Lesetext.
──────────────────────────────
Das Thema ist politisch heikel. Auf der einen Seite tun die Spitzenverdiener im Land so, als sei es normal, dass sie ein paar Millionen Euro im Jahr verdienen. Im Vergleich zu den USA sei das eher bescheiden, argumentieren die Einkommensmillionäre vom Schlag des Bankers Josef Ackermann (7,7 Millionen Euro) oder des Daimler-Chefs Jürgen Schrempp (4,2 Millionen Euro). Auf der anderen, der Schattenseite, wächst die Angst vor der Armut. Auf den Straßen der Großstädte wird mehr gebettelt, immer mehr Kinder werden Empfänger von Sozialhilfe, die Schlangen in den Suppenküchen werden länger, Alkohol scheint vielen der einzige Ausweg. »Armut ist jetzt ganz normal«, verkündete unlängst das Caritas-Magazin Sozialcourage auf der Titelseite. Und HartzIV, nicht nur von der PDS als »Armut per Gesetz« geschmäht, vereint die Menschen zu langen Protestmärschen aus Furcht, es könnte noch schlimmer kommen.

Auf einmal ist die alte Frage wieder hoch aktuell: Werden die Reichen noch reicher, womöglich zu lasten der Armen?

Erst in jüngster Zeit ist die Antwort eindeutig. Gegen Ende der ersten rot-grünen Legislaturperiode war der Wohlstand im Land nicht gleicher, aber auch nicht ungleicher verteilt als zu Beginn; Einkommens- und Vermögensverteilung zeigten keine nennenswerten Verschiebungen. Doch seitdem geht's bergab - zumindest für die kleinen Leute. »Die Trendwende ist da, die Armut nimmt eindeutig zu«, sagt Ulrich Schneider, der Hauptgeschäftsführer des Paritätischen Wohlfahrtsverbandes. Er macht das an der Zahl der Sozialhilfeempfänger fest. Seit 2000 wuchs sie von 2,68 Millionen Personen auf über 2,8 Millionen. Und Schneider ist sich sicher, dass es noch mehr werden.
──────────────────────────────
Übungsaufgaben.
1) Drucke aus dem Text über Arm und Reich alles von „Das Thema ist“ bis hinunter zu „noch schlimmer kommen.“ ab.
2) Stimmen die folgenden Aussagen mit dem Text über Arm und Reich überein? Beantworte jede mit Ja oder Nein und zitiere die entscheidenden Worte wörtlich.
(a) Josef Ackermann verdiente 7,7 Millionen Euro.
(b) Am Ende der ersten rot-grünen Legislaturperiode war der Wohlstand ungleicher verteilt als zu Beginn.
(c) Die Zahl der Sozialhilfeempfänger ist seit 2000 gesunken.
3) Führe den Text über Arm und Reich nach seinem letzten Satz fort.
Die Auflistung stammt aus einer anderen Quelle.

Gesammeltes Material.
──────────────────────────────
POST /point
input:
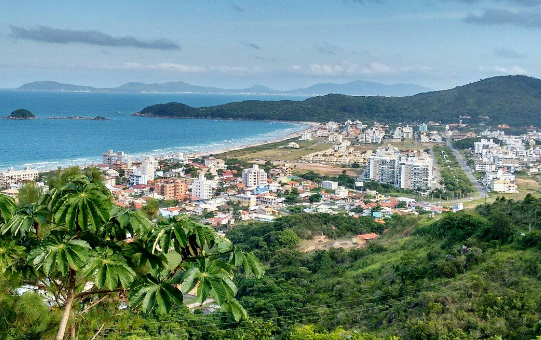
──────────────────────────────
Lösungen.
1)
Das Thema ist politisch heikel. Auf der einen Seite tun die Spitzenverdiener im Land so, als sei es normal, dass sie ein paar Millionen Euro im Jahr verdienen. Im Vergleich zu den USA sei das eher bescheiden, argumentieren die Einkommensmillionäre vom Schlag des Bankers Josef Ackermann (7,7 Millionen Euro) oder des Daimler-Chefs Jürgen Schrempp (4,2 Millionen Euro). Auf der anderen, der Schattenseite, wächst die Angst vor der Armut. Auf den Straßen der Großstädte wird mehr gebettelt, immer mehr Kinder werden Empfänger von Sozialhilfe, die Schlangen in den Suppenküchen werden länger, Alkohol scheint vielen der einzige Ausweg. »Armut ist jetzt ganz normal«, verkündete unlängst das Caritas-Magazin Sozialcourage auf der Titelseite. Und HartzIV, nicht nur von der PDS als »Armut per Gesetz« geschmäht, vereint die Menschen zu langen Protestmärschen aus Furcht, es könnte noch schlimmer kommen.

2)
(a) Ja: „des Bankers Josef Ackermann (7,7 Millionen Euro)“
(b) Nein: „war der Wohlstand im Land nicht gleicher, aber auch nicht ungleicher verteilt als zu Beginn“
(c) Nein: „Seit 2000 wuchs sie von 2,68 Millionen Personen auf über 2,8 Millionen.“

3)
In Berlin bezieht heute schon jeder 13. Haushalt Sozialhilfe, allein im vergangenen Jahr wuchs ihre Zahl um 3000 auf fast 140 000. Bei monatlich 421 Euro für den laufenden Lebensunterhalt sind die Menschen für jede Hilfe dankbar. Etwa von der Berliner Tafel, die nach dem Motto »Nicht alle Menschen haben ihr täglich Brot - und doch gibt es Lebensmittel im Überfluss« Nahrung einsammelt und an Bedürftige verteilt. In 380 deutschen Städten existieren mittlerweile solche ehrenamtlich betriebenen Einrichtungen, sie versorgen Tag für Tag eine halbe Million Menschen in Not mit Lebensmitteln. Bevorzugte Ausgabenstellen: Suppenküchen und Obdachlosenheime. Immer häufiger stehen auch Menschen an, die aus einer bürgerlichen Existenz abgestürzt sind.

Und das in einem Augenblick, in dem der Reichtum in Deutschland größer ist denn je. Tatsächlich ist nichts irriger als die Vorstellung, die Deutschen insgesamt würden immer ärmer. Gerade hat die Bundesbank vorgerechnet, wie viel Geldvermögen (also Bargeld, Wertpapiere, Bankguthaben, Ansprüche an Versicherungen und Pensionskassen) die privaten Haushalte hierzulande angesammelt haben. Ende 2003 waren es fast vier Billionen Euro - das sind 1,5 Billionen mehr als noch vor zehn Jahren. Rein statistisch besitzt jeder deutsche Haushalt in Deutschland ein Geldvermögen von mehr als 100 000 Euro. Wenn man davon die Schulden abzieht, bleiben immer noch 60 000 Euro.

 

Allerdings unterscheidet diese Information nicht zwischen Arm und Reich. Abgesehen davon, dass Immobilienbesitz außer Acht gelassen wird - die Zahl gibt auch keine Auskunft darüber, wie der Reichtum verteilt ist. Nur dann aber ließe sich präzise sagen, ob der Abstand zwischen Arm und Reich in den vergangenen Jahren gewachsen oder geschrumpft ist.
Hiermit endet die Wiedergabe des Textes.